What you return must match every record word for word.

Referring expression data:

──────────────────────────────

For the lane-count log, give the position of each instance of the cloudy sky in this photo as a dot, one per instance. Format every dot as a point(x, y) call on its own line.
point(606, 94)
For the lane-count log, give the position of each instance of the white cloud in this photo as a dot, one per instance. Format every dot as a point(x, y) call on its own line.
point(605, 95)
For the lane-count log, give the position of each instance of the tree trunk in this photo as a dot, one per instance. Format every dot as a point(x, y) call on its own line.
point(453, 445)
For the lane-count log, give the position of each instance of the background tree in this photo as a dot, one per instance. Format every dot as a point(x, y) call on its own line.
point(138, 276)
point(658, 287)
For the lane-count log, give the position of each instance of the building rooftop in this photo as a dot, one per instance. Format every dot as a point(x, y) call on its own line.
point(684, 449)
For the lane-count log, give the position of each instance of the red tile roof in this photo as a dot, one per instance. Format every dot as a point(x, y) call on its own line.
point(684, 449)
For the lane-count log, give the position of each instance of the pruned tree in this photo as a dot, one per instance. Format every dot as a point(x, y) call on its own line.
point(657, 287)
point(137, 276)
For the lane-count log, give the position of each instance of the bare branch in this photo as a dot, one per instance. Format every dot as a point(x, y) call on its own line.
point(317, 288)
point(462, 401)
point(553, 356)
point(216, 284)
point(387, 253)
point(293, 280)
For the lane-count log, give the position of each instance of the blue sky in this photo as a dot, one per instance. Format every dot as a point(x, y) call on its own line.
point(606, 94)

──────────────────────────────

**Answer below**:
For the lane-count log, give the position of each instance of the cloudy sky in this photo as a dot, one per instance. Format every dot as a point(x, y) call on its own line.
point(606, 94)
For the lane-count log, give the position of each instance of the white cloud in this photo as a dot, one per instance. Format every dot as a point(x, y) call on its own line.
point(605, 95)
For the lane-count log, give the position of each instance of the tree trunk in this photo as a dot, one per instance. Format every dot as a point(x, y) call on its own line.
point(453, 445)
For the lane-count log, give the position of each instance of the background tree in this photo as a dot, one per instance. Format every dot as a point(x, y) call on its own line.
point(138, 276)
point(658, 287)
For the lane-count log, give the position of each instance of the building rooftop in this photo as a dot, one per instance. Format every dot as a point(x, y) call on its own line.
point(684, 449)
For the lane-count log, give the position of each instance of the red tile roof in this photo as a dot, one per instance. Format every dot as a point(x, y) call on its own line.
point(684, 449)
For the lane-count log, give the position of each instance of the pruned tree in this photo as a dot, one per instance. Format every dot as a point(x, y) call on its own line.
point(657, 287)
point(137, 276)
For the lane-count log, give the position of each instance of the bare branch in this photo as a dot, one per instance. Format every dot as a point(x, y) call on its own line.
point(317, 288)
point(462, 401)
point(553, 356)
point(216, 284)
point(387, 253)
point(293, 280)
For the lane-count log, give the position of each instance of the blue sky in this photo as a dot, one per instance. Format every dot as a point(x, y) call on its own line.
point(606, 94)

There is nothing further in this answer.